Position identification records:
★ ★ ★ ★ ★
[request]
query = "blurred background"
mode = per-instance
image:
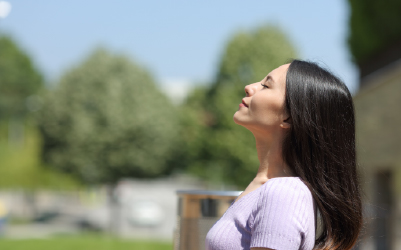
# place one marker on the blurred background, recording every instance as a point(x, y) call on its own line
point(107, 108)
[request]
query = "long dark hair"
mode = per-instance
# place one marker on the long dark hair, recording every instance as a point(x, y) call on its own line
point(320, 149)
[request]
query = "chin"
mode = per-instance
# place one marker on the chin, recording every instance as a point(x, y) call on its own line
point(238, 120)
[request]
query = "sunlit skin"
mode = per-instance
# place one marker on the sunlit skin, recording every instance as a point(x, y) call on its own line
point(262, 112)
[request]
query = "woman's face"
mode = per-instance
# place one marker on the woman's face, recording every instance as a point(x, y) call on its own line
point(262, 109)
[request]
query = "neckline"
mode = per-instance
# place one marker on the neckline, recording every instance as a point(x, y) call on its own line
point(284, 177)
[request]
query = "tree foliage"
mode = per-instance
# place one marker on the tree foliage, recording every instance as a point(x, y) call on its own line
point(373, 26)
point(19, 79)
point(105, 120)
point(218, 148)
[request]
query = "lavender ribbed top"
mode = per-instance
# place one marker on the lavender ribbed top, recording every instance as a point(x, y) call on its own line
point(278, 215)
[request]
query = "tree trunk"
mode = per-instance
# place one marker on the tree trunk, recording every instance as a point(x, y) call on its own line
point(115, 210)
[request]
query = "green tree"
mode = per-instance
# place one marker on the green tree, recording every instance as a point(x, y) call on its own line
point(225, 151)
point(106, 120)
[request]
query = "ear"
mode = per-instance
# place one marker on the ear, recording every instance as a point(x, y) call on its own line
point(286, 124)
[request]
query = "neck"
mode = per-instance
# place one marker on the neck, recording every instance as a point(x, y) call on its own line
point(270, 157)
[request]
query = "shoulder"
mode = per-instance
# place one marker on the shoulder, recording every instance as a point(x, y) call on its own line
point(284, 215)
point(288, 199)
point(285, 189)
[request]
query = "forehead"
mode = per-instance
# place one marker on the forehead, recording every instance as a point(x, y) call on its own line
point(279, 74)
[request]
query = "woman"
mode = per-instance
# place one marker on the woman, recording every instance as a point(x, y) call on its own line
point(302, 118)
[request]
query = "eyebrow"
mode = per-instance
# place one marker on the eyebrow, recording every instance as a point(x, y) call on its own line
point(269, 78)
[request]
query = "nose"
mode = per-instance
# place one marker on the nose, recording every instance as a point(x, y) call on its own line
point(250, 89)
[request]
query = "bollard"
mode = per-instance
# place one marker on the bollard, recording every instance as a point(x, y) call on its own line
★ ★ ★ ★ ★
→ **Objective**: Please format the items as a Markdown table with the columns "Row" and "Line," giving each line its own numbered row and skipping blank lines, starting at the first line of the items and stopping after the line that contains "point(320, 149)". Leave the pictures out of the answer.

→ **Solution to the exercise**:
| Row | Line |
|---|---|
| 1 | [request] |
| 2 | query = "blurred background" |
| 3 | mode = per-instance |
| 4 | image: |
| 5 | # place one marker on the blurred background, recording every instance as a point(x, y) call on its own line |
| 6 | point(107, 108) |
| 7 | [request] |
| 8 | query = "long dark hair" |
| 9 | mode = per-instance |
| 10 | # place one marker on the long dark hair, recording every instance as a point(x, y) call on its own line |
| 11 | point(320, 149) |